YOUR INSTRUCTIONS: Carry on the text describing the crack propagation simulation program, starting right after its last sentence.

═══ TEXT EXTRACT

2. Developed Program Framework

The code that was developed is a simulation software to assess the 2D crack propagation process under LEFM conditions. This software predicts the growth of quasi-static crack growth in 2D components using the finite element method, taking into account the mechanical parameters of the fracture. Four essential features for the adaptive mesh finite element (FE) analysis are used for the crack direction simulation, namely, the mesh optimization algorithm, the crack criteria, the criterion of direction, and the methodology of crack propagation. The mesh refining can be controlled by the characteristic scale of each element predicted, based on the current error estimator. An incremental principle with the von Mises yield criterion is applied to this initial model. The solution errors are computed after each load stage is over. The incremental analysis is interrupted when the error exceeds a specified cumulative error at some stage and a new FE plan is generated. The program automatically configures the mesh with a new mesh refinement. After it is generated, the solution variables (displacement, stresses, strains, etc.) are transferred from the old mesh to the new mesh. The analysis is then resumed and progresses until the errors are again higher than the pre-decided amount.

══════
═══ INFORMATION SHOWN

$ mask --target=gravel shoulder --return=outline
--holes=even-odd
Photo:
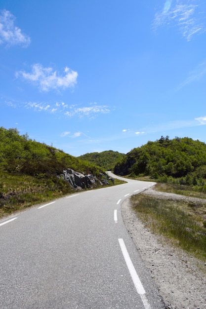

══════

EXERCISE RESULT:
In order to examine the start of the crack growth, the crack growth criterion is employed. The LEFM typically utilizes SIFs as a fracture criterion. Various techniques of estimating the path of a crack are used, such as the maximum circumferential stress theory, theory of maximum energy release, and theory of minimum energy density. At any stage of crack propagation, a FE model is defined. This model is given in the first step as an input for the modeling. The algorithm output is then generated via the models in the subsequent steps. At each stage, as the crack grows, the geometry elements are deleted and reconstructed using an adaptive technique and updated for the next propagation process. Figure 1 demonstrates the simulation procedure used to model quasi-static crack growth. The main steps of this procedure are explained in detail by [11,14].

2.1. Displacement Extrapolation Technique (DET)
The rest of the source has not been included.